TEXT BLOCK:
↓↓↓

DAMN YOU VALAR.  YOU UTTER, UTTER BASTARDS.

Also, it is really hard to come up with 43 years worth of details for a war that is described in canon as basically 'And then the Valar stomped everyone and it  all fell in the sea.'    I'm trying to make up a possible timeline.  Any warlike suggestions happily accepted.

Date: 2017-01-09 08:12 am (UTC)
From: [identity profile] anna-wing.livejournal.com
Gosh, did I? I will have to re-read my fics, though I don't disagree with it as a strategy. It might have come out in one of the discussions about the Silmarillion that SWG did.

Date: 2017-01-09 09:42 pm (UTC)
ext_189645: (Smaug)
From: [identity profile] bunn.livejournal.com
It makes a lot of sense as a strategy, certainly. But there is, still, a coldness to that strategy which I can't help reacting to - in the same way that there is a coldness to making Earendil a hero, but not allowing him to greet his sons.

There's a sense of a cold, absolute light set against the darkness. Which is very First Age, but absolutely not LOTR, where the heart of it is so kind, even when kindness does not seem reasonable.

OK, I recant my cry of 'Down with the Valar'. Instead, I shall replace it with 'All wizards should have a hobbit or two in their care—to teach them the meaning of the word*, and to correct them.'

* I'm sure this should be 'word' not 'world' which is what the quote site I c&p'd from said. But the edition I read most obsessively does have a few typos (I still think the people of Bree SHOULD speak the 'Bee-dialect'!!!) so I'm not sure. And my copy is upstairs, which is miles.

Edited Date: 2017-01-09 09:46 pm (UTC)

Date: 2017-01-10 01:59 am (UTC)

↑↑↑

EXERCISE INSTRUCTIONS:
Decide whether each statement agrees with the Valar discussion above. Answer yes or no for each, and quote the deciding words of the text.
(a) Coming up with 43 years of details for the war is described as easy.
(b) The comment from bunn.livejournal.com withdraws the cry of 'Down with the Valar'.
(c) The copy of the book mentioned in the footnote is downstairs.

SUPPLIED INFORMATION:
↓↓↓

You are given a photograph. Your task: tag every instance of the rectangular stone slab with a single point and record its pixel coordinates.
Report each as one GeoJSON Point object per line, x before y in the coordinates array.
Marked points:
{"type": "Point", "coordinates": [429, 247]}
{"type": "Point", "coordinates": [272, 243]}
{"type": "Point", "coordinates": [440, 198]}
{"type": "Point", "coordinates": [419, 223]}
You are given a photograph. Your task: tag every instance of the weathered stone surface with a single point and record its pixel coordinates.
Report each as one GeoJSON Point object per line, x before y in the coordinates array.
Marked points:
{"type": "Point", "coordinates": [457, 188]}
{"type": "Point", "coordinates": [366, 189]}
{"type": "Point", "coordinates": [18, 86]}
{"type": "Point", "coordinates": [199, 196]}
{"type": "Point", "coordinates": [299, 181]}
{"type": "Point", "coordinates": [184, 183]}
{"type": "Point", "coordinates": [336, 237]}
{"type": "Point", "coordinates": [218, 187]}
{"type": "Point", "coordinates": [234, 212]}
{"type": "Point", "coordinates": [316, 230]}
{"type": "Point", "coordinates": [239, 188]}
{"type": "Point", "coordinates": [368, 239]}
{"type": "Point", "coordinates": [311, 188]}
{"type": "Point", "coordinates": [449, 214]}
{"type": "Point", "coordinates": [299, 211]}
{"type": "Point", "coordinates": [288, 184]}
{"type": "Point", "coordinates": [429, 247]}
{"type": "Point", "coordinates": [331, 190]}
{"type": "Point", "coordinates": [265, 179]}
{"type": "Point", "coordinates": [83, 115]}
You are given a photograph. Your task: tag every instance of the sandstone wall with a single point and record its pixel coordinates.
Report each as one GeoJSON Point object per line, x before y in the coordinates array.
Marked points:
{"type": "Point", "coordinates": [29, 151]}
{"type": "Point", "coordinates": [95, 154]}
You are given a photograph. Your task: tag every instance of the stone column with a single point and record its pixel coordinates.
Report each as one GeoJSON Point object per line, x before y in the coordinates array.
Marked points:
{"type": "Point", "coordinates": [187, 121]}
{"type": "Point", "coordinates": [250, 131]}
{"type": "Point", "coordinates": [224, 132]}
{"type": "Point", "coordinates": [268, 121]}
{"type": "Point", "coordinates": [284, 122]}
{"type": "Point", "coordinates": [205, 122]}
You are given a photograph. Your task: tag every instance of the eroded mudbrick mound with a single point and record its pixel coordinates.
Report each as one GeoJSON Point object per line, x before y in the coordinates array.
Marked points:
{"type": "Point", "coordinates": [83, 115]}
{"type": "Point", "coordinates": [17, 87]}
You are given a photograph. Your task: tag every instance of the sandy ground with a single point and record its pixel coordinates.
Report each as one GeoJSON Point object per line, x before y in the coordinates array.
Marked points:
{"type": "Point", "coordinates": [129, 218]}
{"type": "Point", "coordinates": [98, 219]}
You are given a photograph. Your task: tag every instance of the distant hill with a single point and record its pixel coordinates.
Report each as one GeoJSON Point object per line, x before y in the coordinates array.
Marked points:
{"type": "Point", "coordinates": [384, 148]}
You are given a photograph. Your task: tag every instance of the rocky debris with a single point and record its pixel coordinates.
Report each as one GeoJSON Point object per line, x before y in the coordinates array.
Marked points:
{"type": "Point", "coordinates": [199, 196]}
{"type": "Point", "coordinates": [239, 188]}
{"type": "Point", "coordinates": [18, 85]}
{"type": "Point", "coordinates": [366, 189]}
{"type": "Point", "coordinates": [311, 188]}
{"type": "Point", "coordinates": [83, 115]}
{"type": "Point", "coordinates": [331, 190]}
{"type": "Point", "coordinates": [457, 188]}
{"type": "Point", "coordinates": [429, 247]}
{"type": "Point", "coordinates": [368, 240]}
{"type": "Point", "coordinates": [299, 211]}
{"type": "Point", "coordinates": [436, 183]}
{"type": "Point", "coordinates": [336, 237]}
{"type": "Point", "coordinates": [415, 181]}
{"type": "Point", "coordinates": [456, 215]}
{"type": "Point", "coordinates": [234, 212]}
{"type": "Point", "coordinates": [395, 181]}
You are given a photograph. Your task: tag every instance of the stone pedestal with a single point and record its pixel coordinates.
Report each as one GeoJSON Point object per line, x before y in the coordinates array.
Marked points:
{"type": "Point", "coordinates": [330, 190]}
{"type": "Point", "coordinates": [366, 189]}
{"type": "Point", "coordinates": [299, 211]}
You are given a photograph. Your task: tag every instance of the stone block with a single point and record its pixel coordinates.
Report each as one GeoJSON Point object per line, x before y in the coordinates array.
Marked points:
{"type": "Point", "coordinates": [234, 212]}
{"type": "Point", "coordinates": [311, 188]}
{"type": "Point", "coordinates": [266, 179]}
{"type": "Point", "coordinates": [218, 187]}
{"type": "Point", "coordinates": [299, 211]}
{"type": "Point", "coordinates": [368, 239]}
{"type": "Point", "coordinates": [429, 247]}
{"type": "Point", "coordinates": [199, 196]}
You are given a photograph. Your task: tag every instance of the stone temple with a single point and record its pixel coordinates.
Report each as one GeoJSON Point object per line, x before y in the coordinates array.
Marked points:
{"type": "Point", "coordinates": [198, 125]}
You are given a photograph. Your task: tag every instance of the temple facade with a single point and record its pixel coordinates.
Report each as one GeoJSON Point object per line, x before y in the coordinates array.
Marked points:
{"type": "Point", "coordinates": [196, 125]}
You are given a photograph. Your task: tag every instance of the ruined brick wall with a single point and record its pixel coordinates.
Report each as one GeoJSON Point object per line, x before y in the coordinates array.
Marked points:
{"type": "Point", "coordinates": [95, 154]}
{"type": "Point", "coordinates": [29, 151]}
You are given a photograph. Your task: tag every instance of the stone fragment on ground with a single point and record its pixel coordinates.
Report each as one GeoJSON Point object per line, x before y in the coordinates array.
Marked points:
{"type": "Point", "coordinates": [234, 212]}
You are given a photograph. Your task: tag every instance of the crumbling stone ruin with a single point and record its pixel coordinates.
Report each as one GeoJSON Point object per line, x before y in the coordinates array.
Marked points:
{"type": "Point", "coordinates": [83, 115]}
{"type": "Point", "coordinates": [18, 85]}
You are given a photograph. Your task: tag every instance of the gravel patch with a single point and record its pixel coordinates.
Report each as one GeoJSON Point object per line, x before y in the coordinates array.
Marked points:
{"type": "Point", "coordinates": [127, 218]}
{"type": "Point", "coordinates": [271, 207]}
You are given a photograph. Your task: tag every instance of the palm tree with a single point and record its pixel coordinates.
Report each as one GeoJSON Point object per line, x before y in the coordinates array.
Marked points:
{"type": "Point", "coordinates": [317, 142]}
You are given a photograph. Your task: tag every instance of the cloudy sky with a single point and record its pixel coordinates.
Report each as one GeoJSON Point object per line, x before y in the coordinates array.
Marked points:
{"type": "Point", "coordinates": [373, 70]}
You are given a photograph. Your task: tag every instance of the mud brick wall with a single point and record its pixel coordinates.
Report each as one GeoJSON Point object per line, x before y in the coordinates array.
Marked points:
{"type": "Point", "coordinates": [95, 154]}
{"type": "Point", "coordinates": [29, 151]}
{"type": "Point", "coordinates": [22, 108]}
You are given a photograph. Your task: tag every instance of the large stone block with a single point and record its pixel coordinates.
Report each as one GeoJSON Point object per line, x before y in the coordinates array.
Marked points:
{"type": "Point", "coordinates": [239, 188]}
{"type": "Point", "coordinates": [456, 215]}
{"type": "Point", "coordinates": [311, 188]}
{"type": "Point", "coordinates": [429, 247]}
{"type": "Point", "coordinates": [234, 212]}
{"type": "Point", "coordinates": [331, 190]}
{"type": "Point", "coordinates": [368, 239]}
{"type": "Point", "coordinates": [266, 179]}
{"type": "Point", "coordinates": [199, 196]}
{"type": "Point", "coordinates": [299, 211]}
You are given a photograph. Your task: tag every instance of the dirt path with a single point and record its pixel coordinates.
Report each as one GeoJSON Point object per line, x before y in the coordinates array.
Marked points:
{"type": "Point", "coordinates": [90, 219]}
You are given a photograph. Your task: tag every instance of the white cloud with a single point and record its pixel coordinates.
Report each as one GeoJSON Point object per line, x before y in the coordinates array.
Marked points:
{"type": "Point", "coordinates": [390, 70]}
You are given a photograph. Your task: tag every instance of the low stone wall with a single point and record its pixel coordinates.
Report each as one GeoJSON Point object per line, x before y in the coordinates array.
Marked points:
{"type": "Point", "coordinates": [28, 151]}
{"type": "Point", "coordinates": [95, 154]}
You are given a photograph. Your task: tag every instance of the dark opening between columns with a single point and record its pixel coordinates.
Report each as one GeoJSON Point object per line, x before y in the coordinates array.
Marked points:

↑↑↑
↓↓↓

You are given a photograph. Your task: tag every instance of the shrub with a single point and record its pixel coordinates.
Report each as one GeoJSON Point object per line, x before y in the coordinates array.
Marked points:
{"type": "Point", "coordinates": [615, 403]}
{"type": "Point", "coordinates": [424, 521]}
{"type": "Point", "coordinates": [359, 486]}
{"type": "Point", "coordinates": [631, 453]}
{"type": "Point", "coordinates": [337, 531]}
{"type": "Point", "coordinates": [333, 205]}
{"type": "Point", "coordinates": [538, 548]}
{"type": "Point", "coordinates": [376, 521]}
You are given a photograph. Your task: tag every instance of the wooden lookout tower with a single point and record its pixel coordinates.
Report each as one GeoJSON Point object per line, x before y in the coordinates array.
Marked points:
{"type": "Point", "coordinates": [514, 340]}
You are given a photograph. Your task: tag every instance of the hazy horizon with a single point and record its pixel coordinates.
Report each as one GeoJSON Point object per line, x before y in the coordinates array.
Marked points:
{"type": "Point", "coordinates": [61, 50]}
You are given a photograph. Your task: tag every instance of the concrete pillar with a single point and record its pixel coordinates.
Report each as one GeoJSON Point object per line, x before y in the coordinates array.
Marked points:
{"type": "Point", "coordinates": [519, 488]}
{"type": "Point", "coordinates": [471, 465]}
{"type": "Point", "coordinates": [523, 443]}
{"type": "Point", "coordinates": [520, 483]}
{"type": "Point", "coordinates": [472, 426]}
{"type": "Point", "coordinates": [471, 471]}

↑↑↑
↓↓↓

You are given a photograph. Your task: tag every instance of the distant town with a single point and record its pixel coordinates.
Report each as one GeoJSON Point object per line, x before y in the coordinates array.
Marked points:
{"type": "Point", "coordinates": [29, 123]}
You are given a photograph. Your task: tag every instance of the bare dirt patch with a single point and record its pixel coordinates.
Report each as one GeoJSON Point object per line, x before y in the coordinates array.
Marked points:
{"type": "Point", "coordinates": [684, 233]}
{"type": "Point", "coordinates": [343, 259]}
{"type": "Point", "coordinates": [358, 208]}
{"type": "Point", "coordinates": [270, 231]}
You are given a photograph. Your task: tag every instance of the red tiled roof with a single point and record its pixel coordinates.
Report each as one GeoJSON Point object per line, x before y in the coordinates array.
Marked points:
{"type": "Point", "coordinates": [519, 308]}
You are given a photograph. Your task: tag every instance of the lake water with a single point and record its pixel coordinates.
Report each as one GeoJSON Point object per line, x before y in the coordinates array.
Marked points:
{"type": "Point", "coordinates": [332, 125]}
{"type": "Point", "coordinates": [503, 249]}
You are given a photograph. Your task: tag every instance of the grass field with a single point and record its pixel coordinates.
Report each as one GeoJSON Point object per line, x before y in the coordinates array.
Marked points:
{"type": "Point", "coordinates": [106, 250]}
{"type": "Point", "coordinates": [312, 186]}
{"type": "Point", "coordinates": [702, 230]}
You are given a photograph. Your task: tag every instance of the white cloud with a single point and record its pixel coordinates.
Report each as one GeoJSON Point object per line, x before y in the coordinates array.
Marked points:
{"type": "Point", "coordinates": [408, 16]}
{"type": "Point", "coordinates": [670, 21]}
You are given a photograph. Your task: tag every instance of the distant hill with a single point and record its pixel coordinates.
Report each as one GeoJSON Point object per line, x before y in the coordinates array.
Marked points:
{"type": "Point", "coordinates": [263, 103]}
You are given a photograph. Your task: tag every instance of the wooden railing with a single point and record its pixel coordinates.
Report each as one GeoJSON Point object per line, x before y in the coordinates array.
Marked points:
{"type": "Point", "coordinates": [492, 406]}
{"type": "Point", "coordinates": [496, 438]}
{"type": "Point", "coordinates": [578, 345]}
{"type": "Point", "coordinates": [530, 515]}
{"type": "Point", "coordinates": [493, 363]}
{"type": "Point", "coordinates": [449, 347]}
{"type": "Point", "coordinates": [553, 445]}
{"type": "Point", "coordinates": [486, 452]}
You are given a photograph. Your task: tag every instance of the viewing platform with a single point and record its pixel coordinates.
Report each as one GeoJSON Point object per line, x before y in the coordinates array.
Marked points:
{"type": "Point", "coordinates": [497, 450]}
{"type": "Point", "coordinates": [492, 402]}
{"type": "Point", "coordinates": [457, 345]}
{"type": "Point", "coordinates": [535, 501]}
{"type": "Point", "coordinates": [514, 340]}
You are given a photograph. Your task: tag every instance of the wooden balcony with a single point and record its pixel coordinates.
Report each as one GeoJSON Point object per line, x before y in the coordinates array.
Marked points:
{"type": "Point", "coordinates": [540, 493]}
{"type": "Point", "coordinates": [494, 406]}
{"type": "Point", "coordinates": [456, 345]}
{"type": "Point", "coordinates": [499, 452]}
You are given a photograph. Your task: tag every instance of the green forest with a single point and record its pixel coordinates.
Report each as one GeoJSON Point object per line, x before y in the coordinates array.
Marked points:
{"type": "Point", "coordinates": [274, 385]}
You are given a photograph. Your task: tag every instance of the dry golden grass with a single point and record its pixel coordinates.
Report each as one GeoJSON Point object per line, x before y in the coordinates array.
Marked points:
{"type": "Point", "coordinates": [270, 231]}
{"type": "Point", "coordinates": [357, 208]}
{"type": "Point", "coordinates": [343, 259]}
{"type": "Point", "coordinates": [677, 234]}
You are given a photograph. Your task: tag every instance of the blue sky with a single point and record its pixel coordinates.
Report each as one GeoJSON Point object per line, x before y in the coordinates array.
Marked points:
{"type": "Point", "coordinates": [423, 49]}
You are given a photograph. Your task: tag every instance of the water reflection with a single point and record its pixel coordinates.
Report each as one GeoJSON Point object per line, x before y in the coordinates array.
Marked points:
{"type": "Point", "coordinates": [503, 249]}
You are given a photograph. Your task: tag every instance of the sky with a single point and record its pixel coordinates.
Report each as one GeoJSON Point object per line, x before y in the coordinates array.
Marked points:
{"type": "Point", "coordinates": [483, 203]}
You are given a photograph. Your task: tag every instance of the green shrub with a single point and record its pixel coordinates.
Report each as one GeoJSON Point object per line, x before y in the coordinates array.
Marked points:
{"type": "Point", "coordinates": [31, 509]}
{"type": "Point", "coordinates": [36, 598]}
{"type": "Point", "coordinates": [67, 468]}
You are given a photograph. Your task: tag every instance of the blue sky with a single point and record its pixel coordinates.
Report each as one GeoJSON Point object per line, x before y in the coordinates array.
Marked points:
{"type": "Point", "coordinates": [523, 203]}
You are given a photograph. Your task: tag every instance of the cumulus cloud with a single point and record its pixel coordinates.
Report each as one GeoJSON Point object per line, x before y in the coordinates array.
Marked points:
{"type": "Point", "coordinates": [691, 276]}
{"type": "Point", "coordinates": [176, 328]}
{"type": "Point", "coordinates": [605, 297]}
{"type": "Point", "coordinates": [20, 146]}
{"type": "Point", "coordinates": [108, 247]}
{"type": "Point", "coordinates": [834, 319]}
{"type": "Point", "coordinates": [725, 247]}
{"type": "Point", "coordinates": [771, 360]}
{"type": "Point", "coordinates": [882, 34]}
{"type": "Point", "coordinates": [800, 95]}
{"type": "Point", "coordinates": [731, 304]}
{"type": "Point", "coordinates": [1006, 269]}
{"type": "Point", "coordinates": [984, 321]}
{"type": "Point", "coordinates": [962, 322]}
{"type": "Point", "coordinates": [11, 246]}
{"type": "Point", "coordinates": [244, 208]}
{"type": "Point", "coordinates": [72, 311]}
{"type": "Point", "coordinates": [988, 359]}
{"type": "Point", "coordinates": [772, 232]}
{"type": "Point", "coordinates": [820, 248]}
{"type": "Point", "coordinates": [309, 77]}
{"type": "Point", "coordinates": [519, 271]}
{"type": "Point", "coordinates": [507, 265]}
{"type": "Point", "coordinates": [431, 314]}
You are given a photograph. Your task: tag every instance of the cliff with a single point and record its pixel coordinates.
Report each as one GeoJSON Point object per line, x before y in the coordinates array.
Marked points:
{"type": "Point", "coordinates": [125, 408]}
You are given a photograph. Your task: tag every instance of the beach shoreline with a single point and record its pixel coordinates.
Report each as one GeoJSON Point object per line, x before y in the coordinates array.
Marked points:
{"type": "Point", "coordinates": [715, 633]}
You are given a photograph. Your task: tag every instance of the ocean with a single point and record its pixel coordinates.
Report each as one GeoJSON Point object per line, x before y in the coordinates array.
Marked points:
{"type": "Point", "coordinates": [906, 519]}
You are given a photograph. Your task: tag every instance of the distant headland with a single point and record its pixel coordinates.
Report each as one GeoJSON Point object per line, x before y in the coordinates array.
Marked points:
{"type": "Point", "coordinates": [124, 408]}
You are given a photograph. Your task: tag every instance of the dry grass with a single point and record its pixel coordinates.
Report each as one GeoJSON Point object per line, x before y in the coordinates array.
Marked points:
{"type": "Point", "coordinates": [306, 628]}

↑↑↑

REPLY TO THE EXERCISE:
(a) No: "it is really hard to come up with 43 years worth of details for a war"
(b) Yes: "OK, I recant my cry of 'Down with the Valar'."
(c) No: "And my copy is upstairs, which is miles."